§ YOUR OBJECTIVE: Please extend the notes on planning multi-environment trials, starting right after their last sentence.

§ EXCERPT PROVIDED:
..............................
Day 26 Planning a multi-location design
July 17th, 2025
26.2 Planning a multi-environment trial
- Objectives:
- Cover more variability in the target environment
- Increase number of repetitions
- Different approaches to picking the multiple locations:
- Carefully select multiple environments
- Randomly(ish) select multiple environments within the target environment
- How do both affect the response?
26.2.2 What do the results for different multi-environment trials look like?
Below is a simulation comparing 3 different scenarios of multi-environment trials with different number of environments tested. We assume that, within each environment, the trial is an RCBD with three repetitions. [Context: this is perhaps the most common design in agronomy.]
We assume the following data generating process: \[y_{ijk} = \mu_i + b_{j(k)} + u_k +\varepsilon_{ijk}, \\ b_{j(k)} \sim N(0, \sigma_{b}^2), \\ u_k \sim N(0, \sigma_{u}^2), \\ \varepsilon_{ijk} \sim N(0, \sigma_{\varepsilon}^2),\] where:
- \(\mu_i\) is the treatment mean for the \(i\)th treatment (\(i = 1,2, ..., 30\)),
- \(b_{j(k)}\) is the effect of the \(j\)th block in the \(k\)th environment (\(j = 1,2,3\)),
- \(u_k\) is the effect of the \(k\)th environment (\(k = 1,2,..., E\)), and
- \(\varepsilon_{ijk}\) is the residual for the observation corresponding to the \(i\)th treatment, \(j\)th block in the \(k\)th environment.
For this simulation, we assume that all \(b_{j(k)}\), \(u_k\) and \(\varepsilon_{ijk}\) arise from independent normal distributions, with variances \(\sigma_{b}^2 = 3\), \(\sigma_{u}^2 = 35\), \(\sigma_{\varepsilon}^2 = 10\).
Each simulation consists of 3 steps:
- Set “true” states (i.e., set \(\mu_i\)). We assume the same “ground truth” for all cases. To demonstrate the properties of the designs, we will assume some treatments have no difference (i.e., \(\mu_i = \mu_{i'}\)) and others are different (i.e., \(\mu_i \neq \mu_{i'}\)). Note: this step does not depend on sample size.
..............................
§ ITEMS:
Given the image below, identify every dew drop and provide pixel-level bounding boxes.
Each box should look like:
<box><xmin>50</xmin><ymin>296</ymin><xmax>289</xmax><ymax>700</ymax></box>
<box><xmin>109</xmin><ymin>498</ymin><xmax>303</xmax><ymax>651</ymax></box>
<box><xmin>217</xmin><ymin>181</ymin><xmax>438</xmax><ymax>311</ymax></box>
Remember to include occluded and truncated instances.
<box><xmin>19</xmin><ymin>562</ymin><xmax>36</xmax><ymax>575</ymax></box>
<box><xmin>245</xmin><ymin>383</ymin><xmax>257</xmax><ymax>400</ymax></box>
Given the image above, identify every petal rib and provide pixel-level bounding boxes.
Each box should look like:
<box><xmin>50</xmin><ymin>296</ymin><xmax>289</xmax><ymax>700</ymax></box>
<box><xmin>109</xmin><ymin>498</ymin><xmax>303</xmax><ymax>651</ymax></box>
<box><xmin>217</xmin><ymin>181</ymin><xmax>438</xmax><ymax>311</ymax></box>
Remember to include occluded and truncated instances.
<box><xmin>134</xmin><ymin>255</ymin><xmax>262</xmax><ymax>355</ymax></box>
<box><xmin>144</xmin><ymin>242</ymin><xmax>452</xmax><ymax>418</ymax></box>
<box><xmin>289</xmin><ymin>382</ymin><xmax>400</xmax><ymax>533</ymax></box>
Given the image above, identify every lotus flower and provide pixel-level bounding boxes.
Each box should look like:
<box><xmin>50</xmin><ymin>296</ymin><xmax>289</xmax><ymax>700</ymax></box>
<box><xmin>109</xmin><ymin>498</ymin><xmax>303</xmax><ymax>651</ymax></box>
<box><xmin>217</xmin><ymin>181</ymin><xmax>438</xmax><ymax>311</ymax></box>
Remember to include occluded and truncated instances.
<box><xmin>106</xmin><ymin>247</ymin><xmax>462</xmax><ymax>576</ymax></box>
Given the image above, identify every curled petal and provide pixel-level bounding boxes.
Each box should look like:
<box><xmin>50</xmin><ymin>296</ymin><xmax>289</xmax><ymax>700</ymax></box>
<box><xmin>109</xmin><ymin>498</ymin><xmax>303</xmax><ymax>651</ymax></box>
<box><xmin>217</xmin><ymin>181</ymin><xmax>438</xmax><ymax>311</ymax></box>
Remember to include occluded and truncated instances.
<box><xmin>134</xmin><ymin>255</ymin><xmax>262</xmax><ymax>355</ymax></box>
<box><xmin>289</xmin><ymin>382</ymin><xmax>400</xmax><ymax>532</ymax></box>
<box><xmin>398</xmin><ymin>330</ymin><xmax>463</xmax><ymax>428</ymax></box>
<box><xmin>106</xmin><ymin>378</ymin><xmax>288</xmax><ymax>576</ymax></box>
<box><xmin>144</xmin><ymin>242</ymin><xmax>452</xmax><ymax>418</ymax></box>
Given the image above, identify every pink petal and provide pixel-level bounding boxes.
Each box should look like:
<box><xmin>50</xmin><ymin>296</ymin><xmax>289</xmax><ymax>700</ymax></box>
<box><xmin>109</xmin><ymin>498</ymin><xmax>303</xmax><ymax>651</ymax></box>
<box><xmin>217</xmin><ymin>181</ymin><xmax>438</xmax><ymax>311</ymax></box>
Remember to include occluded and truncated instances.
..............................
§ EXERCISE RESULT:
- Draw random samples from \(b_{j(k)}\), \(u_k\) and \(\varepsilon_{ijk}\) to simulate observed values \(y_{ijk}\). Note: this step depends on sample size.
- Estimate the \(\mu_i\)s and test the type I error rate (count of times when \(p<0.05\) when the truth was actually \(\mu_i = \mu_{i'}\) – reject \(H_0\) when it was true), and the statistical power (count of times when \(p<0.05\) when the truth was \(\mu_i \ne \mu_{i'}\) – reject \(H_0\) when it was false).
R packages required for this simulation
library(tidyverse) # data wrangling & data viz
library(lme4) # model fitting
library(emmeans) # marginal means
Simulate 100 hypothetical experiments for 3 scenarios:
- 10 environments, 3 blocks each
Click to show code for the simulation
sigma_env.truth <- 35
sigma_block.truth <- 3
sigma.truth <- 10
trts <- paste("t", 11:40, sep = "")
n_envs <- 10
n_rep <- 3
n_sims <- 250
df_me <- expand.grid(trt = trts,
rep = 1:n_rep,
environm = paste("e", 11:(10+n_envs), sep = ""))
pval_0diff <- numeric(n_sims)
pval_20diff <- numeric(n_sims)
for (i in 1:n_sims) {
env_re <- rnorm(n_envs, 0, sigma_env.truth)
block_re <- rnorm(n_envs*n_rep, 0, sigma_block.truth)
df_envs <- data.frame(environm = paste("e", 11:(10+n_envs), sep = ""),
env_re)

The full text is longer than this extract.